• _YOUR OBJECTIVE_:
Go through the data and tally the lines that hold the string "coordinates". Reply with the total alone.
▬▬▬▬▬▬
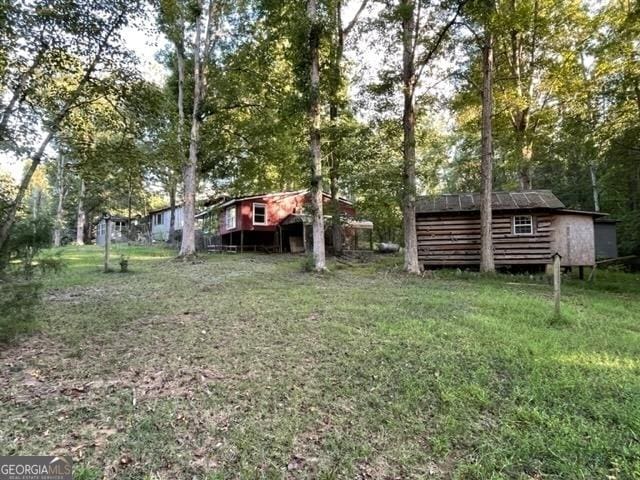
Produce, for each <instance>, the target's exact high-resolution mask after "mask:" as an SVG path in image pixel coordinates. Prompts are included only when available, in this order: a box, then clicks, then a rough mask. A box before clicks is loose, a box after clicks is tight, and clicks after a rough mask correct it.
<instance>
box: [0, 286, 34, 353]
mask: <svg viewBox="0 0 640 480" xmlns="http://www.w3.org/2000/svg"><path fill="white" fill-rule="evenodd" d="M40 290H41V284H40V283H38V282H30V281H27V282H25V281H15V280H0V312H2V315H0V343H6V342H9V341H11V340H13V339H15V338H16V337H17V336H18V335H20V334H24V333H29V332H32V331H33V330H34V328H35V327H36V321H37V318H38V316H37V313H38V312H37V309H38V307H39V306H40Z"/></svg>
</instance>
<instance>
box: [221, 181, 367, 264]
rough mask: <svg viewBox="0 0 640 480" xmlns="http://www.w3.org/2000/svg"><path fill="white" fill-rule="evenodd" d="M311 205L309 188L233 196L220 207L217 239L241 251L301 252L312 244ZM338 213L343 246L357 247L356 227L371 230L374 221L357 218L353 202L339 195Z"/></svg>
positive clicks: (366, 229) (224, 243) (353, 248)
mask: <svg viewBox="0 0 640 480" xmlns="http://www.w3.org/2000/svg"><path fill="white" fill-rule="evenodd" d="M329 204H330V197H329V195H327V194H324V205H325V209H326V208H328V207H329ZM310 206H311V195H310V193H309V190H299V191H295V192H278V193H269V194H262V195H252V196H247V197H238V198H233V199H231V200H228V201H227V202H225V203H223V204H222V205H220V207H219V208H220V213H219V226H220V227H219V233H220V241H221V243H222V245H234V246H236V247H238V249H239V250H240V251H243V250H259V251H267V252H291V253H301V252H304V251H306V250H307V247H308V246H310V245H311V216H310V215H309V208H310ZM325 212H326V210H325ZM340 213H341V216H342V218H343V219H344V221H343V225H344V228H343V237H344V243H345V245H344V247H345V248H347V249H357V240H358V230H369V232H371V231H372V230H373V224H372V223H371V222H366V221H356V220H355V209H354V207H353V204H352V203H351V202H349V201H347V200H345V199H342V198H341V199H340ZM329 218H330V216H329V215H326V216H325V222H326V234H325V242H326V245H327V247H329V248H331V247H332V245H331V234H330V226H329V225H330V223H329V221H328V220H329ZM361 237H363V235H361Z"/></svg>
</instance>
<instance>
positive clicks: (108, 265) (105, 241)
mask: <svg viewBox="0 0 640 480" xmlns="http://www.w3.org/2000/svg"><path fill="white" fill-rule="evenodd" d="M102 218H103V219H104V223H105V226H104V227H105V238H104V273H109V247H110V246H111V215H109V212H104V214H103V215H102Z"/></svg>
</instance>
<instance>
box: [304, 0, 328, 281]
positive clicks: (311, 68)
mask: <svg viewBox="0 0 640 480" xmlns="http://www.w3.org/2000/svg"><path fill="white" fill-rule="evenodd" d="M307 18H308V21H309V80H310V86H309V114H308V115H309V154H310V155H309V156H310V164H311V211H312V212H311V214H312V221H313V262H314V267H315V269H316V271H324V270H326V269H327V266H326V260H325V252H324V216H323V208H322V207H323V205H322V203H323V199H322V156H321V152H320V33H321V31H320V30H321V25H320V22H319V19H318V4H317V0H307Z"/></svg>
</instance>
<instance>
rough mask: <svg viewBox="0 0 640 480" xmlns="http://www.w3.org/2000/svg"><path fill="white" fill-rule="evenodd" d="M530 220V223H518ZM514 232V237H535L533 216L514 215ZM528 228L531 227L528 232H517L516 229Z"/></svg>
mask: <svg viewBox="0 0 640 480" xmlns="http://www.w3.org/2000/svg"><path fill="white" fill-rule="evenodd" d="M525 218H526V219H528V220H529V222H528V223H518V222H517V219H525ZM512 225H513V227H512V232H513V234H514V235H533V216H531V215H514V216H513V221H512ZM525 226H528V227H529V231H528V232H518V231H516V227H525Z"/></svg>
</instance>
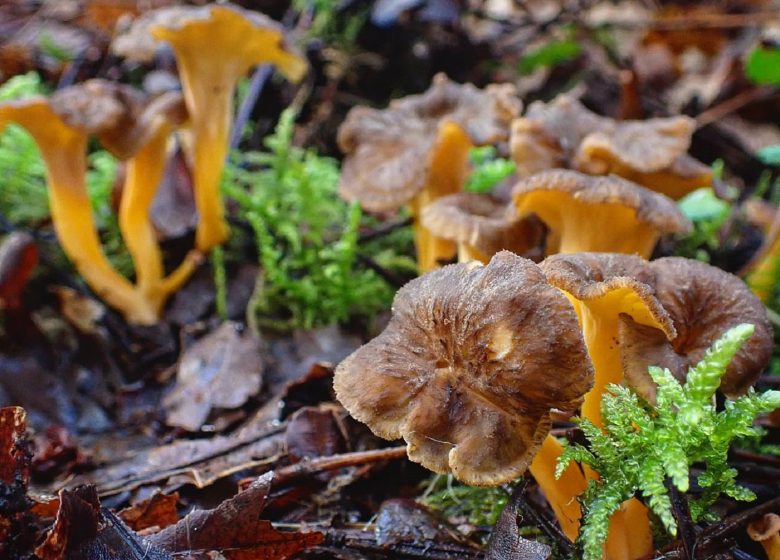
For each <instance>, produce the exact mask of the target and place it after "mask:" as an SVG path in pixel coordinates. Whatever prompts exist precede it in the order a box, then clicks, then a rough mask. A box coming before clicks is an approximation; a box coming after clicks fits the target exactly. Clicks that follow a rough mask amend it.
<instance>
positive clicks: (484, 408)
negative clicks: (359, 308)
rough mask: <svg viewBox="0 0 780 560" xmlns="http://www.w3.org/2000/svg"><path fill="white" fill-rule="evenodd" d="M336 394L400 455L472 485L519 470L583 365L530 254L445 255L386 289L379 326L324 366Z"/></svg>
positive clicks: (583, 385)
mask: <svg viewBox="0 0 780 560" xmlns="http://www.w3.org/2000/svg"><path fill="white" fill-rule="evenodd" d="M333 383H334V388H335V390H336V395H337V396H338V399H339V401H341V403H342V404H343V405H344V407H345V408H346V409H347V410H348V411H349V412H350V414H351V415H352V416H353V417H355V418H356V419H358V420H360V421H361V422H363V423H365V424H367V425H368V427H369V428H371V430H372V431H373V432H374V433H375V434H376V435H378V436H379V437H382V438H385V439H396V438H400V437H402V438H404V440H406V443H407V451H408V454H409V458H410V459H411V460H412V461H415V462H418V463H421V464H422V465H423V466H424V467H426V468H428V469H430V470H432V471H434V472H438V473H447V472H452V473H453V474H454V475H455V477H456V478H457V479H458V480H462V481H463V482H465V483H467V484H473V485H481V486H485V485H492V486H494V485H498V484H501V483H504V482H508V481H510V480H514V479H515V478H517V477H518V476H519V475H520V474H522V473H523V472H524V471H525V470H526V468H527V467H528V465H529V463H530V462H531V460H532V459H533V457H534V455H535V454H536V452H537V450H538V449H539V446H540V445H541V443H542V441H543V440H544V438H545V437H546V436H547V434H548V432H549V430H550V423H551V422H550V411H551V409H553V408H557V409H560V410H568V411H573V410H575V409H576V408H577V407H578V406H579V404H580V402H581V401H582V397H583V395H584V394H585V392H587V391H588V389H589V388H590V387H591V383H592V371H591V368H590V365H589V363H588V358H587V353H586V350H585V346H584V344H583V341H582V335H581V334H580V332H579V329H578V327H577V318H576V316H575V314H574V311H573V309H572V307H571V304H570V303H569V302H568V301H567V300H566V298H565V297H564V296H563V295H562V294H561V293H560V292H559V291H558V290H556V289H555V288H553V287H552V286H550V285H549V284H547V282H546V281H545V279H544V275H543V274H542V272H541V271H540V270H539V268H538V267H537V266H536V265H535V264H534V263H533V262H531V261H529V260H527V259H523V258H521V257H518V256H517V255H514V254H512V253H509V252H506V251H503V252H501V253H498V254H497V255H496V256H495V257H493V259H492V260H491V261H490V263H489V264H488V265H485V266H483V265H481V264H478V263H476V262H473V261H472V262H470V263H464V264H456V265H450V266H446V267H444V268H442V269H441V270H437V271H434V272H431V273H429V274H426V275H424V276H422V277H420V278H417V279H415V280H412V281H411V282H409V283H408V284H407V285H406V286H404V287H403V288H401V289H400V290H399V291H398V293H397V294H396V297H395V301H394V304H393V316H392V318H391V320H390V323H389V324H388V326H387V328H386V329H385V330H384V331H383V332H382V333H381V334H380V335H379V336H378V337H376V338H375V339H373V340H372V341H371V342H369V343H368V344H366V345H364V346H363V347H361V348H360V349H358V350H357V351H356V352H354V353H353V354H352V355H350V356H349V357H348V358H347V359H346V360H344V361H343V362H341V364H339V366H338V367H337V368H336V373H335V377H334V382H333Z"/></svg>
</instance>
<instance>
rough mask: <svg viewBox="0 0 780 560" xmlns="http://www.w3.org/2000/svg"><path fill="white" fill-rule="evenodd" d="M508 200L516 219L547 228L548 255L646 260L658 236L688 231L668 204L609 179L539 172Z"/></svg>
▬▬▬▬▬▬
• _WORKED SOLUTION_:
2